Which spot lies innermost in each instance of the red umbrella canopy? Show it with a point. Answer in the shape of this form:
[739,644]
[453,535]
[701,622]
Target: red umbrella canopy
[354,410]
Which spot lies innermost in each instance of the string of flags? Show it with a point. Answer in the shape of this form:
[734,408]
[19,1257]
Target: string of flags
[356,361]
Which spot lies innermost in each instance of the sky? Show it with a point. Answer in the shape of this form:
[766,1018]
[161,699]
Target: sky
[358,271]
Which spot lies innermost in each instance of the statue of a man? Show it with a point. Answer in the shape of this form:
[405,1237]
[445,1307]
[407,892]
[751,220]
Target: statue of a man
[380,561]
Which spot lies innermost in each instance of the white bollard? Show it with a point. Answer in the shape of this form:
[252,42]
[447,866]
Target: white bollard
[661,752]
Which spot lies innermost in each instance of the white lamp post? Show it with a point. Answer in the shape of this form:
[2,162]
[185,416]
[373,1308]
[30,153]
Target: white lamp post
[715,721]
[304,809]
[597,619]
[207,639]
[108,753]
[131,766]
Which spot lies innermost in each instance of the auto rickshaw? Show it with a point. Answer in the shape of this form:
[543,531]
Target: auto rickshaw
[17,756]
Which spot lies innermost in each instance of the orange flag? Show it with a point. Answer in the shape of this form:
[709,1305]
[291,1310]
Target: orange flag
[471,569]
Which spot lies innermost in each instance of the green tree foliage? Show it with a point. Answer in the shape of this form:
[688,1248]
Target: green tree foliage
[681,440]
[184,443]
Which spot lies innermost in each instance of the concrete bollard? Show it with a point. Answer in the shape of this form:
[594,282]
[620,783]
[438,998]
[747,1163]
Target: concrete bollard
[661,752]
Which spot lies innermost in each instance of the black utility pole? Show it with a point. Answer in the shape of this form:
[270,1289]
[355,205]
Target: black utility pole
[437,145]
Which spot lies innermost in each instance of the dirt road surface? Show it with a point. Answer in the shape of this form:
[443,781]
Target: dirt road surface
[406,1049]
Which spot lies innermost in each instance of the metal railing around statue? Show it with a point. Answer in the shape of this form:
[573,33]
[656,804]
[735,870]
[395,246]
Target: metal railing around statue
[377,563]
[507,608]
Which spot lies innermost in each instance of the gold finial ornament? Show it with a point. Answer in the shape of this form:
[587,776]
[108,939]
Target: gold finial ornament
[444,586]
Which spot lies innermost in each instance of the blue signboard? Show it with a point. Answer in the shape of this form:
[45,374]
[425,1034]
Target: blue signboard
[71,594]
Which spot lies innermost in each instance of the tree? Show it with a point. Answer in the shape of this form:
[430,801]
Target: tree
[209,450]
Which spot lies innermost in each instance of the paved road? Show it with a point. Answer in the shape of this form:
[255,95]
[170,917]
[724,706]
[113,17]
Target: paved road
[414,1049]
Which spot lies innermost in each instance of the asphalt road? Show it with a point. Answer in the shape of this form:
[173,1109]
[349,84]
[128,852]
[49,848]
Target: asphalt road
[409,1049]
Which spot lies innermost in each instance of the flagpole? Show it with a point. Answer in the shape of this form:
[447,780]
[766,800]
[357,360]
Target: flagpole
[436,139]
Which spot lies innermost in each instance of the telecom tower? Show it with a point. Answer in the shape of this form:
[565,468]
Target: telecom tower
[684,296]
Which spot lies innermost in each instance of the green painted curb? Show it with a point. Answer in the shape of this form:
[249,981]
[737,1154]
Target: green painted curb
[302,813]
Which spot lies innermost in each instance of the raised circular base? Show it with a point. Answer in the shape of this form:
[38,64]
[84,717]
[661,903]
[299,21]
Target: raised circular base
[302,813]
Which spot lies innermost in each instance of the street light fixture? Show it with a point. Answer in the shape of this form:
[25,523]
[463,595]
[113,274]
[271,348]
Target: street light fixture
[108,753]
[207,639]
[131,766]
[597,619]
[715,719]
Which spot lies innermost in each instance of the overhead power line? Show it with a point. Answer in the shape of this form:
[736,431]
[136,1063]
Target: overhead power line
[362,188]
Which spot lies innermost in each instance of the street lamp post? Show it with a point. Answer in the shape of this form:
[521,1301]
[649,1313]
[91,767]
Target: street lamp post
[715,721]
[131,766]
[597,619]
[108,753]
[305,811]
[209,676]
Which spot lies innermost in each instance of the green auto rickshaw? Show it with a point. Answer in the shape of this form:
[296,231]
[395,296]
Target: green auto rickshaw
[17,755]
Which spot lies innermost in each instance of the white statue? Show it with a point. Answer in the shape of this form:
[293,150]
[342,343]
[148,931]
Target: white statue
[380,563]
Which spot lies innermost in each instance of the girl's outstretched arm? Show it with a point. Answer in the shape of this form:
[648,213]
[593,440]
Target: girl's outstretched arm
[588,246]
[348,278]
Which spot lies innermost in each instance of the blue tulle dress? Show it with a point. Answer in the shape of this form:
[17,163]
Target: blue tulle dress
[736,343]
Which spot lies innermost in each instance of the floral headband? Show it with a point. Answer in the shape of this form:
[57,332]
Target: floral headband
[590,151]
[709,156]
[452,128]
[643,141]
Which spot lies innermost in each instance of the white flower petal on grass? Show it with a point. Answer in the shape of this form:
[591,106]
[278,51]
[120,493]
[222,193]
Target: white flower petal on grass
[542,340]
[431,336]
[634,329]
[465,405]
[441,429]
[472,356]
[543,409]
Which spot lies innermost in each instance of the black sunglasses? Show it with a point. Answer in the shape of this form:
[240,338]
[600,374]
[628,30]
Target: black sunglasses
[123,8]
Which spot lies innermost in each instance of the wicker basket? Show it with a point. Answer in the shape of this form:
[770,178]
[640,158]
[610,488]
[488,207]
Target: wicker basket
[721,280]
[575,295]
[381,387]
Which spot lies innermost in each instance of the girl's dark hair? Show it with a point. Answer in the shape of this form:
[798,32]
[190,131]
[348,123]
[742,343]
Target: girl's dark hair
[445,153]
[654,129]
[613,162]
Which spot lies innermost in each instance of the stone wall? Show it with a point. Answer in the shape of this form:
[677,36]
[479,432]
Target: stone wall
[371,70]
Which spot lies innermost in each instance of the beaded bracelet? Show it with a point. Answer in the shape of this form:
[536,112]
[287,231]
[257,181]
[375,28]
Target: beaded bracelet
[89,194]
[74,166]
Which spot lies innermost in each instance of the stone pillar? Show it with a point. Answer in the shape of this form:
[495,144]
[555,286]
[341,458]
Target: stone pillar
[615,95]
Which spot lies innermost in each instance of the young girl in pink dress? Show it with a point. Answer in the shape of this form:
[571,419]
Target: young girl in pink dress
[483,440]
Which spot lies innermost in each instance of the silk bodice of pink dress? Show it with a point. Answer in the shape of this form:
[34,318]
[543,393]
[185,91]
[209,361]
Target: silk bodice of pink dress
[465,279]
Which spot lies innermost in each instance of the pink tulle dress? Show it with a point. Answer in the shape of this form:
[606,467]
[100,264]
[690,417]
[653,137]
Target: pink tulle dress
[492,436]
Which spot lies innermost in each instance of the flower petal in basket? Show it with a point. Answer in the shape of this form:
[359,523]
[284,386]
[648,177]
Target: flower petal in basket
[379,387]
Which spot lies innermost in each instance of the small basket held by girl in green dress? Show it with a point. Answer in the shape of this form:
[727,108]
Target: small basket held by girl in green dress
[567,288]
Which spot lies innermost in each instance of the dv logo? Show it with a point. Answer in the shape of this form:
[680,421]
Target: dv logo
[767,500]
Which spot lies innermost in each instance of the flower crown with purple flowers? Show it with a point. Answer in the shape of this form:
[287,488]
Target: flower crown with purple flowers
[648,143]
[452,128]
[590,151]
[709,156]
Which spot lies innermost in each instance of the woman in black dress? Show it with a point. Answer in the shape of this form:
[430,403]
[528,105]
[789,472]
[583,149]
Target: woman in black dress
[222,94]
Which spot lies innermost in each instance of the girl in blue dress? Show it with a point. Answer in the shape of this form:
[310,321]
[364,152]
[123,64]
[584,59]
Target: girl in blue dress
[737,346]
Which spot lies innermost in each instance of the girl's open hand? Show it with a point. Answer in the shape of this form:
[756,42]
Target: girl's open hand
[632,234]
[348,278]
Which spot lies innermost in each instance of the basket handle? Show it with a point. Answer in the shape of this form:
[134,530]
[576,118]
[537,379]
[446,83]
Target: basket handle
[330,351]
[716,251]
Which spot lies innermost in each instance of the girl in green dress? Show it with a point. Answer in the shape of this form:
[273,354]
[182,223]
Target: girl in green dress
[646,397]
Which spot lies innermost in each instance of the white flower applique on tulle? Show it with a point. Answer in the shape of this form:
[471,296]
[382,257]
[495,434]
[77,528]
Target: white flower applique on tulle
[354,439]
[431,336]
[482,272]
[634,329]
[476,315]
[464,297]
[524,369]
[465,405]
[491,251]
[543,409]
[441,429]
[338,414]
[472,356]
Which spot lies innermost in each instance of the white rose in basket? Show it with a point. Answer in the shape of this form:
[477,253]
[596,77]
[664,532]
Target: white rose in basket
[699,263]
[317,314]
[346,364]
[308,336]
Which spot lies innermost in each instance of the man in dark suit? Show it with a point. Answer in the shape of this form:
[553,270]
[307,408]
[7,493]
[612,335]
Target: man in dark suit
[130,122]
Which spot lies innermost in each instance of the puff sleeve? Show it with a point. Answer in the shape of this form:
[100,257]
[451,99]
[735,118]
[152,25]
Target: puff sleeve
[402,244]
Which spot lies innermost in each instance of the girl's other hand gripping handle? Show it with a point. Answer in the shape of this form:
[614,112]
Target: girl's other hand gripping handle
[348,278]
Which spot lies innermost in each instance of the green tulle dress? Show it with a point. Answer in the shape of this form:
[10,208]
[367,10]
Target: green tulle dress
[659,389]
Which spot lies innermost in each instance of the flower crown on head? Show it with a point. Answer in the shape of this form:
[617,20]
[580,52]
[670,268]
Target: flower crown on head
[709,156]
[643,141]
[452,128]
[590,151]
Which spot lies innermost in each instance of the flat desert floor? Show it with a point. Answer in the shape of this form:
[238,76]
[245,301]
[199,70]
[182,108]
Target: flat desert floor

++++++++++

▶ Activity
Across the listing above, how many lines include the word "floor"? Answer with only the number.

▶ Your solution
2